**Esercizi da svolgere:**
A - Secondo l'estratto sul colera a Napoli, chi era sindaco di Napoli nel 1973?
B - Riscrivi come elenco puntato il paragrafo dell'estratto sul colera a Napoli che comincia con "Fortunatamente nel 1973", mantenendo i fatti principali.
C - Traduci in inglese questa frase dell'estratto sul colera a Napoli: "Così, senza perdere tempo un milione di napoletani furono vaccinati nel giro di sette giorni."

Il Virus o la disunità d’Italia


Il colera a Napoli nel 1973

Nel 1973 ci fu un epidemia di colera a Napoli. Un fulmine a ciel sereno! Nessuno se l’aspettava; in quella zona il ricordo dei morti per colera, ciclicamente presente era terrorizzante. Una delle epidemie più micidiale fu quella del 1837 che vide la morte di Giacomo Leopardi, i morti allora furono circa 60.000, oggi siamo a 77 mila.
Fortunatamente nel 1973 il vaccino anticolerico era già esistente e ampiamente testato. Così, senza perdere tempo un milione di napoletani furono vaccinati nel giro di sette giorni. In quell’anno a Palazzo Chigi c’era il primo ministro Mariano Rumor, Dc, a capo di una coalizione di governo composta da Dc, Psi, Psdi e Pri; mentre sindaco di Napoli era un medico di grande esperienza, Gerardo De Michele, presidente della Repubblica il napoletano Giovanni Leone, uomo sapiente ma superstizioso come è d’obbligo per quasi tutti i partenopei: visitando gli ammalati, non esitava a sfoggiare mani in maniera abbastanza insolita, tenendo piegati il dito medio e l’anulare e distesi l’indice ed il mignolo.

**Sezione dati:**
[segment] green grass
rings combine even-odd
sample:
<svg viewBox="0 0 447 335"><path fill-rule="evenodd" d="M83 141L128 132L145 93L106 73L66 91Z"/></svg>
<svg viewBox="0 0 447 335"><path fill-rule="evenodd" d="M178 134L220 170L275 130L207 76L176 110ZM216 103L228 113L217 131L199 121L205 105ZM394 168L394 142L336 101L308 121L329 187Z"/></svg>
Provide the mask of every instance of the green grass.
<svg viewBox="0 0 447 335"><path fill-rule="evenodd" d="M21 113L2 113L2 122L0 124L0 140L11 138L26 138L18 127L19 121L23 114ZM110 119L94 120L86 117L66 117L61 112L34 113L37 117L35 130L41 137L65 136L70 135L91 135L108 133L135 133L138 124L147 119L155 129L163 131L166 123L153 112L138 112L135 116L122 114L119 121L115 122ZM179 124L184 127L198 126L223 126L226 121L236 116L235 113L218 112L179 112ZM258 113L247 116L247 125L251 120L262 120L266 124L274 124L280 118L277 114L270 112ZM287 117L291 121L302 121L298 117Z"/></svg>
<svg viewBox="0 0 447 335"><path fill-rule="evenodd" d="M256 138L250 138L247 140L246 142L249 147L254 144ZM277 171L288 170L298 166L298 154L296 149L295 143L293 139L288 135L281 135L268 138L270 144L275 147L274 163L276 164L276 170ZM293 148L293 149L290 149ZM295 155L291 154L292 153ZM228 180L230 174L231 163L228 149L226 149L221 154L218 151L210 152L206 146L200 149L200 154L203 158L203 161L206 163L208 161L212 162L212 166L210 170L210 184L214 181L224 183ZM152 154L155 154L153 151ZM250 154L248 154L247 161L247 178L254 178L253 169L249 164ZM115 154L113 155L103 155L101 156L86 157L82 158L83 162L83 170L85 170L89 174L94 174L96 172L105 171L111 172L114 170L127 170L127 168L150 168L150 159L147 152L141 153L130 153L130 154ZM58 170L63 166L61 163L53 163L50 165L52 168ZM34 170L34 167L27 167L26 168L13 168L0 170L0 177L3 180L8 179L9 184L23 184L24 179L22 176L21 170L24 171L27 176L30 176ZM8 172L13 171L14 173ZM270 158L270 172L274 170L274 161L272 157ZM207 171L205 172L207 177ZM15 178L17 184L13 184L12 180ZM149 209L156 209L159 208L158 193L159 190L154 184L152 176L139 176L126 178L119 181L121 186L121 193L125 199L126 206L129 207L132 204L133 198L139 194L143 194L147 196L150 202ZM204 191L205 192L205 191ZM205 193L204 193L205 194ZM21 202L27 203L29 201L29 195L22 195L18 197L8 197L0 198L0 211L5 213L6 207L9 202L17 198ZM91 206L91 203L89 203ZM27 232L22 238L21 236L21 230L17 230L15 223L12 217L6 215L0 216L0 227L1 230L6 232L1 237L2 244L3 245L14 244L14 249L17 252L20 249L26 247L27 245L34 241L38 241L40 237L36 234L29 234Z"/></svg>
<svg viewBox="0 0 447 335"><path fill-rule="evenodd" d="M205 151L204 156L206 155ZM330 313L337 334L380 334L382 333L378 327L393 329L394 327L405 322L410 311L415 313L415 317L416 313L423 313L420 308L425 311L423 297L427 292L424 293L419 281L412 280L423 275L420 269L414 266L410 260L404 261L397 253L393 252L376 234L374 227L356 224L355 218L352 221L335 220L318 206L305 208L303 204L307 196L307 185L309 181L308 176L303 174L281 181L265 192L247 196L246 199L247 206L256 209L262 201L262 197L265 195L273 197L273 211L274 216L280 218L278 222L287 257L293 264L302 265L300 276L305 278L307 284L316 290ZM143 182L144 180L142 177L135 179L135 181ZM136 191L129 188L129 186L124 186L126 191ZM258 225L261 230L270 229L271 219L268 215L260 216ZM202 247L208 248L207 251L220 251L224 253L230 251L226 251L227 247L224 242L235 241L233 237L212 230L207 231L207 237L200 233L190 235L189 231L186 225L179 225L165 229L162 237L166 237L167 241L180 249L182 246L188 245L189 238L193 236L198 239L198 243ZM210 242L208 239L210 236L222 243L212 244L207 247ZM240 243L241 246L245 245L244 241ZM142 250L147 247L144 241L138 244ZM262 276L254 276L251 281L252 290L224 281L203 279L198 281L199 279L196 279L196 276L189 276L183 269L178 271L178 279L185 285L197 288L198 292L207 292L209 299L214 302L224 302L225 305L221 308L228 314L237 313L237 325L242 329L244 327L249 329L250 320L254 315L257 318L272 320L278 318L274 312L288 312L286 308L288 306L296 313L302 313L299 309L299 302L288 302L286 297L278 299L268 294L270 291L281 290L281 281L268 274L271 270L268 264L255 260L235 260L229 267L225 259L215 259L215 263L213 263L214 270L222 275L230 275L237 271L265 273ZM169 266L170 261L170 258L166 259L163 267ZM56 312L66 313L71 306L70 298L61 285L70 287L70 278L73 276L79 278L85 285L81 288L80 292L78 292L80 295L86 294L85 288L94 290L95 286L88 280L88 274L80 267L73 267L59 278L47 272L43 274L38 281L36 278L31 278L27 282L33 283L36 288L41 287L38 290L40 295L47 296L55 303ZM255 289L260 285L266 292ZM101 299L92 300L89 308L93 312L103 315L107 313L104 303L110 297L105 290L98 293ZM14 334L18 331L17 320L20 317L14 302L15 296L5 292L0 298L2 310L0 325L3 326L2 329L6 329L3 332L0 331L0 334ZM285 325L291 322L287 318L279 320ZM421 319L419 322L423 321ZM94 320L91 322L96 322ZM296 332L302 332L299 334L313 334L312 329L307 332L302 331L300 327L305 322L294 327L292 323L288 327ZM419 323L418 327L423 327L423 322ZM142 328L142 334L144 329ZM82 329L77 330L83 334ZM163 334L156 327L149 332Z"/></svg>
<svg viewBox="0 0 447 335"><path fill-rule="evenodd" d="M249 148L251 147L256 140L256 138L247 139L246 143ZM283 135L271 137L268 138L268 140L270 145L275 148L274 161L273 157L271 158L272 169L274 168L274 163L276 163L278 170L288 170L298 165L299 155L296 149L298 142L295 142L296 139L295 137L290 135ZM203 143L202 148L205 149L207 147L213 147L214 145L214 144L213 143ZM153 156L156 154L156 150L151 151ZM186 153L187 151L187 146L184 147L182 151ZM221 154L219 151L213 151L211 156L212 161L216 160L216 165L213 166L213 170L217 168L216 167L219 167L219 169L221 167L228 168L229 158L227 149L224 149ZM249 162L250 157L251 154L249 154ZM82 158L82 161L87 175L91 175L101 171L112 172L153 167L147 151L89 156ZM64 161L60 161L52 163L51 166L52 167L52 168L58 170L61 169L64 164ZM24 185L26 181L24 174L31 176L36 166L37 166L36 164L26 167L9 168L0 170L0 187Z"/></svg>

**Risposte agli esercizi:**
A - Gerardo De Michele, un medico di grande esperienza.

B -
- Nel 1973 il vaccino anticolerico esisteva già ed era stato ampiamente testato.
- Un milione di napoletani fu vaccinato in sette giorni.
- Primo ministro era Mariano Rumor (Dc), a capo di una coalizione di Dc, Psi, Psdi e Pri.
- Sindaco di Napoli era il medico Gerardo De Michele.
- Presidente della Repubblica era il napoletano Giovanni Leone, sapiente ma superstizioso.
- Visitando gli ammalati, Leone teneva piegati medio e anulare e distesi indice e mignolo.

C - So, without wasting any time, one million Neapolitans were vaccinated within seven days.